*TO BE DONE*: Convert every line of the material below into a JSON array of strings, one string per line with blank lines dropped, and leave the pictures out.

## start RECORDS PROVIDED

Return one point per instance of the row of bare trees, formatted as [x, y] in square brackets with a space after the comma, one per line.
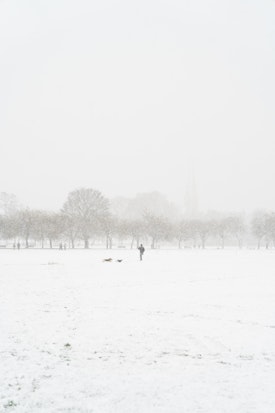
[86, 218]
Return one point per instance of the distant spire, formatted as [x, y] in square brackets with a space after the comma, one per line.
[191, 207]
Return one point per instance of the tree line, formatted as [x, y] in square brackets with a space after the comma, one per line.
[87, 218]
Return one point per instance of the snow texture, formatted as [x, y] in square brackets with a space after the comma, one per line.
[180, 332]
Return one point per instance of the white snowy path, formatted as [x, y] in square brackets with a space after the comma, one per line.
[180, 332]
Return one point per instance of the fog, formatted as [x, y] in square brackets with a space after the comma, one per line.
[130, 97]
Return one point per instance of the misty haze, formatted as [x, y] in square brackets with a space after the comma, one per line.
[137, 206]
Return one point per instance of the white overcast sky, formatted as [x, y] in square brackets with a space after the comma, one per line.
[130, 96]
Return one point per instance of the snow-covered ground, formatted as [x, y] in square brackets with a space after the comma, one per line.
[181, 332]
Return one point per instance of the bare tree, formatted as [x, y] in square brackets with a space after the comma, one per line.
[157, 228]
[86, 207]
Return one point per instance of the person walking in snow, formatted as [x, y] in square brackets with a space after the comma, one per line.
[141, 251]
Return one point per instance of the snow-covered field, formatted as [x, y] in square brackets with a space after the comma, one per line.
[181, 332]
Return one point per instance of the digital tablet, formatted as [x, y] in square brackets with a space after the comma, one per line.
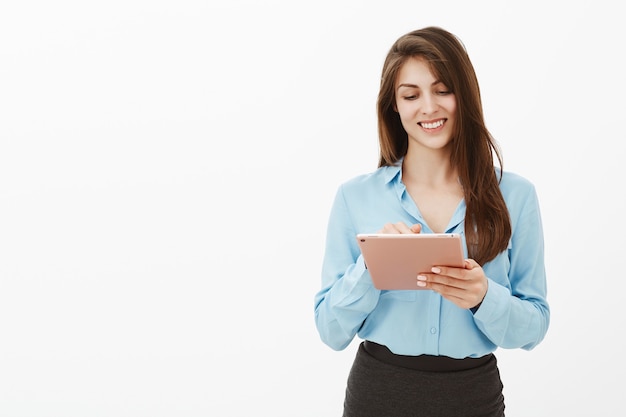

## end RECORDS PROVIDED

*EXERCISE RESPONSE*:
[
  "Return one point per instance of the row of bare trees, formatted as [x, y] in square brackets with a space after the comma, one per line.",
  "[86, 218]",
  "Return one point per instance of the distant spire, formatted as [x, y] in square brackets with a space after the comma, one per line.",
  "[191, 207]",
  "Return one point per instance of the tree line, formatted as [x, y] in square brackets with a space after the comma, one per line.",
  "[87, 218]",
  "Return one point per instance of the snow texture, formatted as [x, y] in square brackets with a space after the comma, one per line.",
  "[180, 332]",
  "Return one point per instance of the white snowy path, formatted as [x, y] in square brackets with a space after the comma, one per line.",
  "[180, 332]",
  "Return one point per instance of the fog, formatted as [x, y] in square brackets with a space after the comma, one per line.",
  "[130, 97]",
  "Return one point per instance of the misty haze, formatted as [x, y] in square brackets with a space after the comma, one per line.",
  "[137, 206]",
  "Return one point per instance of the white overcast sky, formatted as [x, y] in square brackets with a space after the comma, one per line.",
  "[130, 96]",
  "Return one point per instance of the snow-covered ground, formatted as [x, y] in square brackets with a space after the comma, one per line.",
  "[181, 332]",
  "Return one point per instance of the bare tree, formatted as [x, y] in square brackets with a space after the comma, one per line.",
  "[157, 228]",
  "[86, 207]",
  "Return one point per instance of the person walking in snow, formatted as [x, y] in square brackets with a space after the comma, one per line.",
  "[141, 251]",
  "Return one point per instance of the snow-covered field, formatted as [x, y] in square brackets with a space after the comma, one per line.",
  "[181, 332]",
  "Return one point per instance of the digital tablet, formatted as [x, y] in square brackets with a space after the comma, one per line."
]